Repeat every entry, word for word, leaving no line out.
Top of Excerpted records
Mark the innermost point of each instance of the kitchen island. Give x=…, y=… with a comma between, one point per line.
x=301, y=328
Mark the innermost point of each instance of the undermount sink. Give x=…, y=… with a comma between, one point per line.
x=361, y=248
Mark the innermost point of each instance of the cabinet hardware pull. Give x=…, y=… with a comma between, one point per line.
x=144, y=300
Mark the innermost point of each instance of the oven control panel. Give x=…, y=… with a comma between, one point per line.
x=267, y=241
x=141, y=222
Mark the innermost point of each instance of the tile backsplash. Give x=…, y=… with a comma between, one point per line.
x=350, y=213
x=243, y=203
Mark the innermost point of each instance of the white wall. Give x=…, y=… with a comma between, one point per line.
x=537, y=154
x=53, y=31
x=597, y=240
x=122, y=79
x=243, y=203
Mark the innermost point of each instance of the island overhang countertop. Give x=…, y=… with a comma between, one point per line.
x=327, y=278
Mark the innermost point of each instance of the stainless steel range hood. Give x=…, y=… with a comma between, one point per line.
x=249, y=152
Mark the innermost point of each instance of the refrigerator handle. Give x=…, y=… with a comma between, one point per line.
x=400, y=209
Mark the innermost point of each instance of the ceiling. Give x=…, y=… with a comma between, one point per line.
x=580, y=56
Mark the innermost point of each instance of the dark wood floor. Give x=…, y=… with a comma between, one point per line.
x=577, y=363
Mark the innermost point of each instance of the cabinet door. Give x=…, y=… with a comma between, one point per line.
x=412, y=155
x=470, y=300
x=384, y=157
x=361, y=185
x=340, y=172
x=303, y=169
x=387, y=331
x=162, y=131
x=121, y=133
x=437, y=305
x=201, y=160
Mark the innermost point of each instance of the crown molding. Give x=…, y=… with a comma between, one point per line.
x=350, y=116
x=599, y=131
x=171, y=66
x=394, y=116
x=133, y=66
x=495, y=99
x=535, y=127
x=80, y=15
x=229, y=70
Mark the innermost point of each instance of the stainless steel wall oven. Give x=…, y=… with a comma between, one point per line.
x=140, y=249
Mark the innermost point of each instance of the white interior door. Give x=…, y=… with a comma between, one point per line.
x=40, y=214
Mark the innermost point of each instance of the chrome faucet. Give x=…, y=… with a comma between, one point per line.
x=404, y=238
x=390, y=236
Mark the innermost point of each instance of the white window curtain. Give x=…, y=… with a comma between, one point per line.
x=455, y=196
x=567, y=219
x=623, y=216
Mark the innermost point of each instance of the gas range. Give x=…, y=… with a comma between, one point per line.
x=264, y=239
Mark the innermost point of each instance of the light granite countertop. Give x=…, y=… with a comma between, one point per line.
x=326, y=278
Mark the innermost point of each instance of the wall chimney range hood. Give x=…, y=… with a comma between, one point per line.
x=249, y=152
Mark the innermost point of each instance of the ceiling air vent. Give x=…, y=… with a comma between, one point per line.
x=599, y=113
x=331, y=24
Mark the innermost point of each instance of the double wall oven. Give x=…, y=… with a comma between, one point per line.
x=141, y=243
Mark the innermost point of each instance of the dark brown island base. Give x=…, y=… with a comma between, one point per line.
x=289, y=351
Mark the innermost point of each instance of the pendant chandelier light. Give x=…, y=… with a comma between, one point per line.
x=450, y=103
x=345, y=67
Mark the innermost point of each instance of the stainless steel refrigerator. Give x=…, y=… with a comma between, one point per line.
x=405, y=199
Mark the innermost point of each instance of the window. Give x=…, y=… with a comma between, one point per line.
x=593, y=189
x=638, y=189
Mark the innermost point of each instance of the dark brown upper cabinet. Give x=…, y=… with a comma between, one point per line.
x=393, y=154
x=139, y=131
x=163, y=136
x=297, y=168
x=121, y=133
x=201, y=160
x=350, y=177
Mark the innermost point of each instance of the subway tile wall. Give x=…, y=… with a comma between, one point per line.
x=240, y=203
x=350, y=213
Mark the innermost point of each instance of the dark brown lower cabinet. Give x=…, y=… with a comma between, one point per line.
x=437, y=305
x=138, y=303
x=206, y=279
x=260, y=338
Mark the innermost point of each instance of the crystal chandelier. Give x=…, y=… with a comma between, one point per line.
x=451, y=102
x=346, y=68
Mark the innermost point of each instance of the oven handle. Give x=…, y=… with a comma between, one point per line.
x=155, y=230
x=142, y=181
Bottom of Excerpted records
* [Response]:
Mark the innermost point of each instance of the kitchen island. Give x=…, y=… with a comma between, one point per line.
x=301, y=328
Mark the innermost point of each instance of the undermount sink. Give x=…, y=… with a comma between, one point per line.
x=361, y=248
Mark the innermost point of each instance of the cabinet hardware pull. Give x=…, y=… with a comma between, one point per line.
x=144, y=300
Mark the innermost point of each instance of the oven control panel. Give x=…, y=… with a comma between, one point per line.
x=267, y=241
x=141, y=222
Mark the innermost point of each instance of the tile backsplash. Give x=…, y=… with a comma between, one point per line.
x=350, y=213
x=243, y=203
Mark the innermost point of each instance of the white wall. Give x=…, y=… with a comma between, one point per line.
x=537, y=154
x=53, y=31
x=597, y=240
x=122, y=79
x=243, y=203
Mark the innermost point of each instance of the island overhang countertop. Give x=…, y=… with a comma between, one point per line.
x=327, y=278
Mark the innermost point of each instance of the stainless steel range hood. Give x=…, y=… with a comma between, one point per line.
x=249, y=152
Mark the innermost point of each instance of the refrigerator handle. Give x=…, y=… with a comma between, one point per line.
x=400, y=209
Mark the innermost point of each instance of the ceiling. Give x=…, y=… with a comma between, one point per line.
x=580, y=56
Mark the innermost point of each instance of the dark wood floor. Give x=…, y=… with a comma between, one point per line.
x=577, y=363
Mark the innermost point of each instance of the cabinet door. Give x=…, y=… with a comma between, one point per line.
x=412, y=155
x=470, y=300
x=384, y=157
x=361, y=185
x=340, y=172
x=303, y=169
x=387, y=331
x=162, y=131
x=121, y=133
x=437, y=305
x=201, y=160
Mark the innermost point of each instance of the crown molding. Give x=…, y=… with a comma between, one point per line.
x=350, y=116
x=599, y=131
x=171, y=66
x=394, y=116
x=133, y=66
x=495, y=99
x=535, y=127
x=80, y=15
x=229, y=70
Mark the innermost point of each instance of the stainless steel wall oven. Give x=…, y=… with a comma between, one point per line.
x=140, y=249
Mark the innermost point of each instance of the white interior door. Give x=…, y=… with a comma between, one point per line.
x=40, y=214
Mark the innermost point of each instance of the chrome faucet. Give x=…, y=… with a comma between, one point per line.
x=404, y=238
x=390, y=236
Mark the innermost point of each instance of the white window curtain. Give x=…, y=… with a comma between, one point per line.
x=455, y=196
x=567, y=219
x=623, y=216
Mark the innermost point of each instance of the gas range. Give x=…, y=… with a comma between, one point per line.
x=264, y=239
Mark the innermost point of each instance of the light granite countertop. Give x=…, y=… with a comma between, one point per line.
x=326, y=278
Mark the innermost point of each instance of the wall chimney range hood. Give x=…, y=… with a comma between, one point per line.
x=249, y=152
Mark the innermost point of each instance of the ceiling air vent. Give x=…, y=… with a comma between, one point per line.
x=599, y=113
x=331, y=24
Mark the innermost point of each instance of the double wall oven. Give x=…, y=… with a comma between, one point per line.
x=141, y=243
Mark the innermost point of each instance of the dark brown island base. Give x=…, y=… with a comma between, one point per line.
x=289, y=351
Mark the innermost point of each instance of the pendant chandelier light. Give x=…, y=… with a comma between, one point per line.
x=450, y=103
x=345, y=67
Mark the innermost point of each instance of the stainless steel refrigerator. Give x=…, y=… with a comma between, one point per line.
x=405, y=199
Mark the innermost point of each instance of the window. Give x=…, y=… with a comma between, one point per line.
x=593, y=189
x=638, y=189
Mark the innermost point of each instance of the dark brown upper cabinet. Give x=…, y=… with a comma between, one point per line.
x=393, y=154
x=139, y=131
x=163, y=136
x=297, y=168
x=121, y=133
x=201, y=160
x=350, y=177
Mark the innermost point of each instance of the subway tile wall. Give x=…, y=… with a comma between, one point per line.
x=240, y=203
x=350, y=213
Mark the innermost point of each instance of the dark brown lower cabinet. Give x=…, y=… with a comma between, one point per line.
x=437, y=305
x=138, y=303
x=206, y=279
x=260, y=338
Mark the innermost point of each instance of the crystal chandelier. Give x=…, y=… with a comma between, one point per line.
x=451, y=102
x=346, y=68
Mark the innermost point of each instance of the oven handle. Give x=…, y=… with a comma between, one point per line.
x=155, y=230
x=142, y=181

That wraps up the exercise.